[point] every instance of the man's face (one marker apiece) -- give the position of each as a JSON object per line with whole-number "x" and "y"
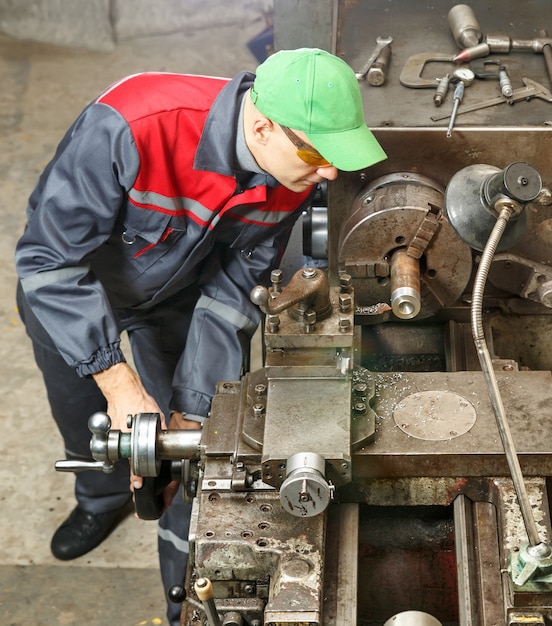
{"x": 280, "y": 158}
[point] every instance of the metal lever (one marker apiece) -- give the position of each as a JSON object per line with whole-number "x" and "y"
{"x": 69, "y": 465}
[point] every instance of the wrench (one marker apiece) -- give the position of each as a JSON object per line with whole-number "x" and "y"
{"x": 381, "y": 43}
{"x": 532, "y": 89}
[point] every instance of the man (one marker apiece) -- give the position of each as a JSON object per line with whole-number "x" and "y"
{"x": 168, "y": 199}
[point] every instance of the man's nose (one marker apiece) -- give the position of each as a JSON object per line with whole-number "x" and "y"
{"x": 329, "y": 172}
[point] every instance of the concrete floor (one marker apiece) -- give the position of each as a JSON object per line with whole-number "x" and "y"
{"x": 43, "y": 89}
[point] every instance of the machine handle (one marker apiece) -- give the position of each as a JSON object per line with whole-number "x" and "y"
{"x": 70, "y": 465}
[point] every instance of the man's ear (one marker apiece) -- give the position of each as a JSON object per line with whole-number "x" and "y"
{"x": 262, "y": 129}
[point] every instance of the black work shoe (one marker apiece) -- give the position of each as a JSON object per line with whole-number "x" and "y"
{"x": 83, "y": 531}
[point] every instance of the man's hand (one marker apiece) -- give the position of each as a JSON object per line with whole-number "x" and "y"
{"x": 126, "y": 395}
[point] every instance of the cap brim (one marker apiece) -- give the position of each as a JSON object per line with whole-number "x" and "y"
{"x": 349, "y": 150}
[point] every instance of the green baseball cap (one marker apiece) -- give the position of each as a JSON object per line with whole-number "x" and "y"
{"x": 316, "y": 92}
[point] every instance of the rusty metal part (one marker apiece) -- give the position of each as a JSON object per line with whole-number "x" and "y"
{"x": 406, "y": 299}
{"x": 388, "y": 215}
{"x": 307, "y": 291}
{"x": 464, "y": 26}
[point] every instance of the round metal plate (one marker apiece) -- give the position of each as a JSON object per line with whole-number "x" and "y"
{"x": 434, "y": 415}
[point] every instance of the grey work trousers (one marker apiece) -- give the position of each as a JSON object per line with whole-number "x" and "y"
{"x": 157, "y": 339}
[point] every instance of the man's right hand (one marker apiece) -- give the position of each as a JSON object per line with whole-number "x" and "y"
{"x": 126, "y": 395}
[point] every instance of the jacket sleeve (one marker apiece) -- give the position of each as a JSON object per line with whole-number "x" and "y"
{"x": 71, "y": 214}
{"x": 225, "y": 319}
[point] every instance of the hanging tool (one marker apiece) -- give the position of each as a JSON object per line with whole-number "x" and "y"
{"x": 381, "y": 43}
{"x": 531, "y": 90}
{"x": 456, "y": 100}
{"x": 378, "y": 72}
{"x": 464, "y": 77}
{"x": 503, "y": 78}
{"x": 442, "y": 90}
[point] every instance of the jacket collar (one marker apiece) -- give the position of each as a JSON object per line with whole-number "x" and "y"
{"x": 217, "y": 146}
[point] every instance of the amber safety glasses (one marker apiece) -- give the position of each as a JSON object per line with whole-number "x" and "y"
{"x": 305, "y": 152}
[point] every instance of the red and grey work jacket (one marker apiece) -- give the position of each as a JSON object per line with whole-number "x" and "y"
{"x": 142, "y": 202}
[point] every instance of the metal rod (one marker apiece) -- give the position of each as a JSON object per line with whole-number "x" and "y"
{"x": 488, "y": 371}
{"x": 204, "y": 591}
{"x": 464, "y": 546}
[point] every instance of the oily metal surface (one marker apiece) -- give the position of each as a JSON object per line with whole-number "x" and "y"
{"x": 434, "y": 415}
{"x": 478, "y": 452}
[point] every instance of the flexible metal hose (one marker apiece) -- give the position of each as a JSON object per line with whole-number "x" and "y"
{"x": 488, "y": 371}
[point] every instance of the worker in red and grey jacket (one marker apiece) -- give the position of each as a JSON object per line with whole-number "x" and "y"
{"x": 168, "y": 199}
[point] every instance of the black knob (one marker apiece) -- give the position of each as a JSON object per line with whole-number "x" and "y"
{"x": 177, "y": 594}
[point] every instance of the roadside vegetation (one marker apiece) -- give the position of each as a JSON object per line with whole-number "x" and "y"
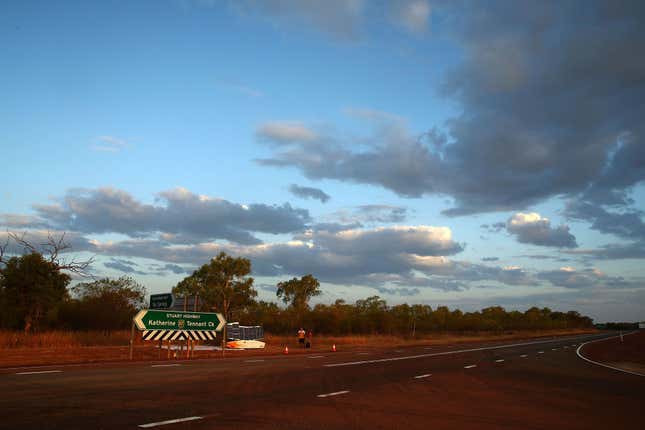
{"x": 39, "y": 308}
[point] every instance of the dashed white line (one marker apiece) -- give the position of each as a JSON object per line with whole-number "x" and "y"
{"x": 163, "y": 423}
{"x": 579, "y": 353}
{"x": 40, "y": 372}
{"x": 427, "y": 375}
{"x": 436, "y": 354}
{"x": 335, "y": 393}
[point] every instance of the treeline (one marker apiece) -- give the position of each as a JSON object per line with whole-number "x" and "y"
{"x": 374, "y": 316}
{"x": 35, "y": 295}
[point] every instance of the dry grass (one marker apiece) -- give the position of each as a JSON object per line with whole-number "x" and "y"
{"x": 62, "y": 339}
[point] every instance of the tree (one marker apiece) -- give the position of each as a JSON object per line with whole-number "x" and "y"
{"x": 297, "y": 292}
{"x": 32, "y": 285}
{"x": 223, "y": 284}
{"x": 105, "y": 304}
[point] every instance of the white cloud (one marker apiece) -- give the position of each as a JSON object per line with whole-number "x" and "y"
{"x": 413, "y": 15}
{"x": 109, "y": 144}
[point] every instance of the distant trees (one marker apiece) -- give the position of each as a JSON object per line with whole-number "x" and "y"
{"x": 373, "y": 316}
{"x": 34, "y": 284}
{"x": 105, "y": 304}
{"x": 297, "y": 293}
{"x": 223, "y": 284}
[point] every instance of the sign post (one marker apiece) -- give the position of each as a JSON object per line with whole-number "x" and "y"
{"x": 154, "y": 319}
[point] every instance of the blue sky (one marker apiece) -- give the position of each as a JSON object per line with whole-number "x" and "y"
{"x": 471, "y": 156}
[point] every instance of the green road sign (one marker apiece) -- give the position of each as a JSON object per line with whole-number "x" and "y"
{"x": 149, "y": 319}
{"x": 161, "y": 301}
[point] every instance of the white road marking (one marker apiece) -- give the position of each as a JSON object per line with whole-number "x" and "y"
{"x": 163, "y": 423}
{"x": 336, "y": 393}
{"x": 436, "y": 354}
{"x": 40, "y": 372}
{"x": 603, "y": 364}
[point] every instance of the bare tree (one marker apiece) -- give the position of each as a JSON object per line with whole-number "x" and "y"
{"x": 51, "y": 251}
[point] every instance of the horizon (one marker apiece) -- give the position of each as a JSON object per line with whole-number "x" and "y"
{"x": 428, "y": 152}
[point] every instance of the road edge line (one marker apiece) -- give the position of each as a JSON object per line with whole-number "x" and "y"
{"x": 597, "y": 363}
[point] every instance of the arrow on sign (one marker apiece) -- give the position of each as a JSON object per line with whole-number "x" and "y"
{"x": 151, "y": 319}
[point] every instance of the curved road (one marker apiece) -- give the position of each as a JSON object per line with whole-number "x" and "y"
{"x": 522, "y": 384}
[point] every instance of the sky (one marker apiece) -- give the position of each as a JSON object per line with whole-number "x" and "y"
{"x": 456, "y": 153}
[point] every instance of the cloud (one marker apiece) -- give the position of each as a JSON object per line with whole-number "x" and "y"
{"x": 124, "y": 266}
{"x": 534, "y": 229}
{"x": 626, "y": 224}
{"x": 413, "y": 15}
{"x": 309, "y": 193}
{"x": 109, "y": 144}
{"x": 180, "y": 215}
{"x": 339, "y": 18}
{"x": 568, "y": 277}
{"x": 281, "y": 132}
{"x": 527, "y": 130}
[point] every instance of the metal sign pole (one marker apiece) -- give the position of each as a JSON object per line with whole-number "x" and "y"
{"x": 132, "y": 339}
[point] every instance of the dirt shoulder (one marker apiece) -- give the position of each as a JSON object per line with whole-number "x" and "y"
{"x": 149, "y": 351}
{"x": 628, "y": 354}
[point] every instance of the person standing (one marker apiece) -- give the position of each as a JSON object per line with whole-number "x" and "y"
{"x": 301, "y": 337}
{"x": 309, "y": 336}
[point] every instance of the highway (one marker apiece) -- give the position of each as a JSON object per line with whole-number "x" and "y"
{"x": 521, "y": 384}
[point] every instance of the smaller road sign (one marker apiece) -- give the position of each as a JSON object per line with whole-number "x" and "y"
{"x": 149, "y": 319}
{"x": 161, "y": 301}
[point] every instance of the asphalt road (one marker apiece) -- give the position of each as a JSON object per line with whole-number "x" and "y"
{"x": 521, "y": 384}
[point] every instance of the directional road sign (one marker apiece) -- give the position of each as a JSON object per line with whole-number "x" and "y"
{"x": 149, "y": 319}
{"x": 161, "y": 301}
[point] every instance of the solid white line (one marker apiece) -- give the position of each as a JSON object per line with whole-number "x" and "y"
{"x": 336, "y": 393}
{"x": 603, "y": 364}
{"x": 436, "y": 354}
{"x": 39, "y": 372}
{"x": 423, "y": 376}
{"x": 163, "y": 423}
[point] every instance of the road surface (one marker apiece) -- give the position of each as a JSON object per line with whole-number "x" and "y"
{"x": 531, "y": 384}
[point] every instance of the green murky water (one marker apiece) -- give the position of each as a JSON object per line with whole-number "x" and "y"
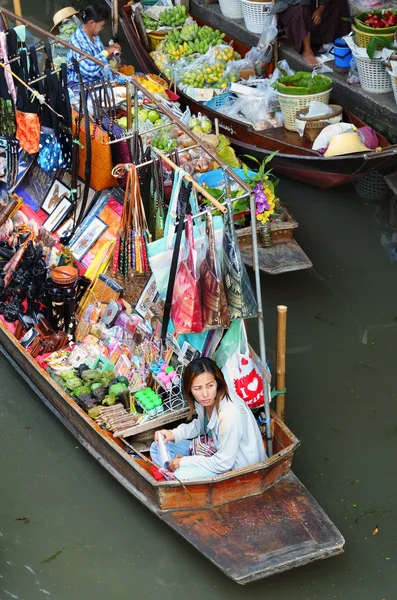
{"x": 67, "y": 530}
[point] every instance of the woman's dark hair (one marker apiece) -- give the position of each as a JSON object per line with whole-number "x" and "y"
{"x": 197, "y": 367}
{"x": 94, "y": 12}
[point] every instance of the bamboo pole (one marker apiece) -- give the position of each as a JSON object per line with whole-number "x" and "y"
{"x": 198, "y": 187}
{"x": 280, "y": 359}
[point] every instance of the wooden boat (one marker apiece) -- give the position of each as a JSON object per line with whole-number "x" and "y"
{"x": 250, "y": 523}
{"x": 295, "y": 158}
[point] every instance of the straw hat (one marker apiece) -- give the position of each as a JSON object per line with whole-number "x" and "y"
{"x": 62, "y": 14}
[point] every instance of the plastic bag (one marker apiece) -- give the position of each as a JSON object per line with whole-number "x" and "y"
{"x": 186, "y": 302}
{"x": 235, "y": 358}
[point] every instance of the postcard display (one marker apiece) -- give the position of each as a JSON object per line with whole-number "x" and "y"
{"x": 122, "y": 364}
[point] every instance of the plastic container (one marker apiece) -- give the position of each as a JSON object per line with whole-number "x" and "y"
{"x": 342, "y": 54}
{"x": 256, "y": 15}
{"x": 394, "y": 84}
{"x": 290, "y": 105}
{"x": 373, "y": 75}
{"x": 231, "y": 8}
{"x": 214, "y": 179}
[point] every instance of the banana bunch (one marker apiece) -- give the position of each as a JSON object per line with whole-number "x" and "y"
{"x": 172, "y": 17}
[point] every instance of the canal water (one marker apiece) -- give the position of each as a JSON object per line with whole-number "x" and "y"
{"x": 68, "y": 530}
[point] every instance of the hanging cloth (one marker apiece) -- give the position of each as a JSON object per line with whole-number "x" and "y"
{"x": 4, "y": 59}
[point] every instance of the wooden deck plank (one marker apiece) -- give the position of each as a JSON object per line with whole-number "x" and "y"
{"x": 282, "y": 528}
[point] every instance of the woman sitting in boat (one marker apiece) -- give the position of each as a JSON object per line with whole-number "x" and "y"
{"x": 87, "y": 39}
{"x": 311, "y": 23}
{"x": 224, "y": 436}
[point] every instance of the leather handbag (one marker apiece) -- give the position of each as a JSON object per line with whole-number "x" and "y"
{"x": 214, "y": 302}
{"x": 240, "y": 296}
{"x": 186, "y": 302}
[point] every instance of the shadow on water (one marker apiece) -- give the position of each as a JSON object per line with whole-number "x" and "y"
{"x": 69, "y": 531}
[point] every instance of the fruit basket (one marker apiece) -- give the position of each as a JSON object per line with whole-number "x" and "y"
{"x": 377, "y": 21}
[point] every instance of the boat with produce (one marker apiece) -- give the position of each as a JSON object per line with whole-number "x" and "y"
{"x": 296, "y": 158}
{"x": 250, "y": 523}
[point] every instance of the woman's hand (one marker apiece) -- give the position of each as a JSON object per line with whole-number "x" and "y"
{"x": 167, "y": 433}
{"x": 114, "y": 48}
{"x": 174, "y": 465}
{"x": 318, "y": 15}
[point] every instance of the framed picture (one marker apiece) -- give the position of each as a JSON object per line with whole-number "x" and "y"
{"x": 57, "y": 216}
{"x": 87, "y": 238}
{"x": 66, "y": 228}
{"x": 57, "y": 193}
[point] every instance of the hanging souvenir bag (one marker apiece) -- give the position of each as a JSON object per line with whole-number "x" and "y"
{"x": 101, "y": 176}
{"x": 27, "y": 118}
{"x": 130, "y": 266}
{"x": 186, "y": 302}
{"x": 240, "y": 366}
{"x": 240, "y": 296}
{"x": 215, "y": 310}
{"x": 7, "y": 109}
{"x": 52, "y": 156}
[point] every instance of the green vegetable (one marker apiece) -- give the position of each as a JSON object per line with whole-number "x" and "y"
{"x": 109, "y": 400}
{"x": 91, "y": 376}
{"x": 94, "y": 412}
{"x": 68, "y": 374}
{"x": 73, "y": 383}
{"x": 117, "y": 388}
{"x": 82, "y": 389}
{"x": 302, "y": 83}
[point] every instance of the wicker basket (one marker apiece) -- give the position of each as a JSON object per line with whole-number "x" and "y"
{"x": 373, "y": 75}
{"x": 394, "y": 84}
{"x": 290, "y": 105}
{"x": 155, "y": 38}
{"x": 231, "y": 9}
{"x": 362, "y": 38}
{"x": 256, "y": 15}
{"x": 315, "y": 124}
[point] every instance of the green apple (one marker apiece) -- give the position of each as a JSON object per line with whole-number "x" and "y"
{"x": 153, "y": 116}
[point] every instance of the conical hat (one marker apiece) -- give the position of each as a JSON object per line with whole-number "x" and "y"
{"x": 62, "y": 14}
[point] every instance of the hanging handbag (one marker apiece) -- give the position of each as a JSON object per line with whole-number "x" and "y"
{"x": 186, "y": 302}
{"x": 101, "y": 155}
{"x": 240, "y": 296}
{"x": 214, "y": 301}
{"x": 7, "y": 109}
{"x": 27, "y": 118}
{"x": 130, "y": 265}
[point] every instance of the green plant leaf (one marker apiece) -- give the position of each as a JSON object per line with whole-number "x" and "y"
{"x": 378, "y": 41}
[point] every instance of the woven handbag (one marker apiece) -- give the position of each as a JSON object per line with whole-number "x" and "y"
{"x": 186, "y": 301}
{"x": 130, "y": 265}
{"x": 214, "y": 302}
{"x": 239, "y": 293}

☆ ☆ ☆ ☆ ☆

* [Requirement] Starting at the line with "[point] every instance of the green vegetable", copy every line up to and including the last one in the entries above.

* [Written answer]
[point] every instance of the green vegetable (one marker apiece) -- give the position of each as a JSON object per line with whole-number "x" and "y"
{"x": 109, "y": 400}
{"x": 91, "y": 376}
{"x": 94, "y": 412}
{"x": 68, "y": 374}
{"x": 73, "y": 383}
{"x": 117, "y": 388}
{"x": 82, "y": 389}
{"x": 302, "y": 83}
[point] every instance of the wicker basket (one marker apiece) -- give the position of each as a JSON object per line with whole-number "x" and "y"
{"x": 373, "y": 75}
{"x": 394, "y": 84}
{"x": 290, "y": 105}
{"x": 155, "y": 38}
{"x": 231, "y": 9}
{"x": 362, "y": 38}
{"x": 256, "y": 15}
{"x": 315, "y": 124}
[point] every instance of the green apple (one marker apiece) -- give the position of each as a JSON object per line with whole-number "x" and "y"
{"x": 153, "y": 116}
[point] every instance of the conical hat (one marker apiece) -- give the position of each as a JSON object per line with whole-number "x" and "y"
{"x": 62, "y": 14}
[point] every instance of the hanging handbag (one marker apiece) -- give the position of each as a JSON object per line with whole-number "x" and "y"
{"x": 186, "y": 302}
{"x": 101, "y": 155}
{"x": 240, "y": 296}
{"x": 214, "y": 301}
{"x": 7, "y": 109}
{"x": 27, "y": 118}
{"x": 130, "y": 265}
[point] every instance of the green plant leaf (one marker apiece) -- give the position of each as a JSON object per line with whole-number "x" and "y"
{"x": 378, "y": 41}
[point] every instance of the woven handbag (one marker apiece) -- give the position of each as a JSON object per line with whole-number "x" and "y"
{"x": 186, "y": 301}
{"x": 130, "y": 265}
{"x": 214, "y": 302}
{"x": 239, "y": 293}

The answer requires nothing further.